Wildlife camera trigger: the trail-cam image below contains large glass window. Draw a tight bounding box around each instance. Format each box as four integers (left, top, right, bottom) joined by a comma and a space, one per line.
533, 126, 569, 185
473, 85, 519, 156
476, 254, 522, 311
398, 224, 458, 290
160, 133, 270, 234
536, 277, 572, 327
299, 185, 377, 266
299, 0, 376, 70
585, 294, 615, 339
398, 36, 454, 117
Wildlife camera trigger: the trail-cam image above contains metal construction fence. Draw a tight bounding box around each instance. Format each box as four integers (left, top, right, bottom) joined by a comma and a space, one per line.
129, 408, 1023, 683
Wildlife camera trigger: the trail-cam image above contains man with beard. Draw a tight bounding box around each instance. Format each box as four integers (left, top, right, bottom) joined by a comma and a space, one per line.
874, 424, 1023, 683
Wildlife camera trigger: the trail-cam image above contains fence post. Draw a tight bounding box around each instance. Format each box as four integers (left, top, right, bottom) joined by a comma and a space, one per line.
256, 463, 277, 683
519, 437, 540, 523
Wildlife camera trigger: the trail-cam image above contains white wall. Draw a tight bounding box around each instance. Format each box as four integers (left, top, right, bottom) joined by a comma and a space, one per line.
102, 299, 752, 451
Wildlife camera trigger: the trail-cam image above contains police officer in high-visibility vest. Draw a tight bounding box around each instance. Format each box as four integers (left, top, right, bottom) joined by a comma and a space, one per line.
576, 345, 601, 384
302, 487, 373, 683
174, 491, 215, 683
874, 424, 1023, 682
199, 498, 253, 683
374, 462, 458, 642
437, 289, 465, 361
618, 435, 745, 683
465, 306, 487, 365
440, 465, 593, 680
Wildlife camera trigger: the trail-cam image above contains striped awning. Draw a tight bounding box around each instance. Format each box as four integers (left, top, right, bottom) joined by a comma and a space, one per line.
----
(What the task requires) Reproduce each of the items above verbatim, line for line.

(Answer below)
Wildlife camera trigger: the trail-cam image below contains large glass window. Draw a tight bounding box around each instance. Format each box as four integers (left, top, right, bottom) joined by a comma and a space, one per line.
533, 126, 569, 185
473, 85, 519, 156
476, 254, 522, 311
398, 224, 458, 290
160, 133, 270, 234
536, 277, 572, 327
299, 185, 377, 266
299, 0, 376, 70
585, 294, 615, 339
398, 36, 454, 117
Wildlife camera trigger: the trail-cam image above contains metal construction fence. Draw a tight bounding box around each instance. Format each box as four integers (left, top, right, bottom) joined by a comma and a space, one per line.
129, 408, 1023, 683
Wildlife camera trigger: the trail-cam image above contains man with beard. Draw a tight bounding box around each instance. Format each box as four integers (left, top, right, bottom) joined by a comma and a space, one per line.
874, 424, 1023, 683
Wildlife camera trigger: the trail-cam image above contains fence post. Draw a tight bounding box around each instance. Format each box as four integers (left, top, right, bottom) joined by a comma and a space, one per line.
256, 463, 277, 683
519, 437, 540, 523
Wildlife camera trigger: the trail-cam image above contains white wall. Draw a tight bounding box around each instance. Format each box as four integers (left, top, right, bottom) joined by a comma and a space, one per line.
102, 299, 752, 451
Wildlife camera trigger: the trail-cam image above contains police officer in high-visibility vest. Draw a tight bounding box around each instance. Format each box as four integers (left, top, right, bottom) joined by a comma and a space, one per line.
576, 345, 601, 384
302, 487, 373, 683
174, 491, 215, 683
874, 424, 1023, 682
199, 498, 253, 683
374, 462, 458, 642
437, 289, 465, 361
618, 435, 745, 683
465, 306, 487, 365
440, 465, 593, 680
Wildlife camera trigger: the trail-cam image above contains striped awning. Draw a tight bounding box around each instance. Format each box as four integers (left, top, right, bottom) joined by a comma and a space, one per line.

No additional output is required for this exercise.